_EXERCISES_
a. In the passage below on phytoplasma genome analysis methods, why were the raw reads of strain TW1 mapped to the AYWB and OY-M reference genomes? Answer in one to three sentences.
b. Continue the passage below on phytoplasma genome comparison methods from its last sentence.

For strain TW1 (GenBank genome accession GCA_003181115.1), we downloaded the raw sequencing results from the NCBI Sequence Read Archive (SRA) to examine the phytoplasma sequences present in the sequencing libraries. The raw reads were mapped to two other reference genomes (i.e., AYWB and OY-M; see Table 1) to detect the presence of 16SrI-A and 16SrI-B type phytoplasmas, respectively. For the Oxford Nanopore MinION reads (SRA accession SRR7548026), the mapping was performed using Minimap2 v2.15 (Li, 2018). For the Illumina MiSeq paired-end reads (SRA accession SRR7548027), the mapping was performed using the Burrows-Wheeler Alignment (BWA) tool v0.7.17 (Li and Durbin, 2009). The mapping results were programmatically checked using SAMtools v1.9 (Li et al., 2009) to identify the sequence variations.
Genome Comparisons
For whole-genome comparison, FastANI v1.1 (Jain et al., 2018) was used to calculate the proportion of genomic segments mapped and the average nucleotide identity (ANI) of those segments in each genome-pair. For each pair, reciprocal comparisons between the two genomes were conducted (i.e., X as the query against Y as the reference and Y as the query against X as the reference). To calculate the proportion of genomic segments mapped, the numbers of segments mapped from those two reciprocal comparisons were combined as the numerator, and the total numbers of segments from those two genomes were combined as the denominator. The reciprocal ANI values were averaged. For example, in the AYWB-NJAY comparison, 183 out of the 239 segments of AYWB could be mapped to NJAY, and all 187 segments of NJAY could be mapped to AYWB. Based on these results, these two strains share (183 + 187) / (239 + 187) = 370 / 426 = 86.9% of their genomic segments. The ANI values were 99.5 and 99.8% in the two reciprocal comparisons, and an average ANI of 99.7% was reported.
For gene-centric investigation, the homologous gene clusters among all genomes were identified using OrthoMCL v1.3 (Li et al., 2003) based on the procedures described in our previous studies (Chung et al., 2013; Lo et al., 2013). Briefly, all coding sequences (CDS), including those annotated as pseudogenes, were included in the all-against-all similarity searches using BLASTN v2.6.0 (Camacho et al., 2009) with an e-value cutoff of 1e–15. The BLASTN results were used as the input for OrthoMCL, which normalized the within- and between-genome comparisons and identified homologs according to the principle of reciprocal best hits. Similar to the procedures for whole-genome comparisons, the proportion of homologs shared and the sequence identity of shared homologs were considered as two separate metrics of genome similarities. The proportion of homologs shared was calculated based on averaging (i.e., the number of homologs shared was used as the numerator, and the average number of homologs present in those two genomes was used as the denominator). The sequence identities of coding regions were calculated based on multiple sequence alignment of those single-copy genes present in all of the genomes compared. The homologs were aligned using MUSCLE (Edgar, 2004) and the sequence identities were calculated using the DNADIST program in PHYLIP v3.697 (Felsenstein, 1989); as expected, reciprocal comparisons all produced the same result for sequence identities.

_SUPPLIED RECORDS_
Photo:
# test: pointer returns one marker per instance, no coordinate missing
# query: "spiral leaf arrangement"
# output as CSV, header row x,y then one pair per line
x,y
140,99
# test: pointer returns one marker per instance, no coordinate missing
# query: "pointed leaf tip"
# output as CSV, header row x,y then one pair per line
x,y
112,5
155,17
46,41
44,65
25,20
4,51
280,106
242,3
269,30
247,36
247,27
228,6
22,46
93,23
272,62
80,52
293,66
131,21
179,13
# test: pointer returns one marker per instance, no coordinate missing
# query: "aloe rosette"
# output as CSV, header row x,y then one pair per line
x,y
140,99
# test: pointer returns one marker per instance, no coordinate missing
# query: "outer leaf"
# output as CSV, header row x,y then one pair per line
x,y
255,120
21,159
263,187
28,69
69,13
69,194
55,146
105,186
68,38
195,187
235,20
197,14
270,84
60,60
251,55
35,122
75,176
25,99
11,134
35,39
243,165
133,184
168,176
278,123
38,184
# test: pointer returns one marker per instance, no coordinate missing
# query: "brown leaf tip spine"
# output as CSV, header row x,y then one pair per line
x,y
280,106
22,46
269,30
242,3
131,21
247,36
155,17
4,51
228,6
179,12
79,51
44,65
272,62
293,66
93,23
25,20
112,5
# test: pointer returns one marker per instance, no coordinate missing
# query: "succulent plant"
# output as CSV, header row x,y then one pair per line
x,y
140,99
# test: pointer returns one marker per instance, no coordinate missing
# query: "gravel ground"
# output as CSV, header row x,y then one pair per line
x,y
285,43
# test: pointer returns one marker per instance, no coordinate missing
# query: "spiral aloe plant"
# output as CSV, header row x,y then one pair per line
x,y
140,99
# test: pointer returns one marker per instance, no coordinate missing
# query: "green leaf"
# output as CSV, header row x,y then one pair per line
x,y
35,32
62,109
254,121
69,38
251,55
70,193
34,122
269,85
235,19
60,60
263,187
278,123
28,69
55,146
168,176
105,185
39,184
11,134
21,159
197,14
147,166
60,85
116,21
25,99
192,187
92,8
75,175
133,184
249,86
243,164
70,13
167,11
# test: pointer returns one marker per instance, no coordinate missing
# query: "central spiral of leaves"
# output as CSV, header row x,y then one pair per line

_ACTIVITY ANSWERS_
a. The raw reads were mapped to the AYWB and OY-M genomes to detect whether 16SrI-A and 16SrI-B type phytoplasmas were present in the TW1 sequencing libraries. AYWB served as the reference for the 16SrI-A type and OY-M for the 16SrI-B type.

b.
In addition to the pairwise comparisons, the gene content of all genomes was compared using a procedure based on principal coordinates analysis (Lo et al., 2018). For this procedure, the homologous gene clustering result was converted into a matrix of 11 genomes by 1,233 gene clusters; the value in each cell indicates the gene copy number. This matrix was converted into a Jaccard distance matrix among genomes using the VEGAN package in R, then processed using the PCOA function in the APE package (Popescu et al., 2012).
To compare the genes for putative secreted proteins among these phytoplasmas, we examined all coding sequences using a procedure described in a previous study (Cho et al., 2019b). Briefly, SignalP v5.0 (Armenteros et al., 2019) was used to check the presence of signal peptide based on the Gram-positive bacteria model. The program TMHMM v2.0 (Krogh et al., 2001) was used to verify that these putative secreted proteins have no transmembrane domain. For those four experimentally characterized effectors (i.e., SAP05, SAP11/SWP1, SAP54/PHYL1, and TENGU), all putative homologs (i.e., those belong to the same homologous gene cluster as defined by OrthoMCL or have a BLASTN e-value of lower than 1e–100) were manually added to the list of regardless of the SignalP prediction results.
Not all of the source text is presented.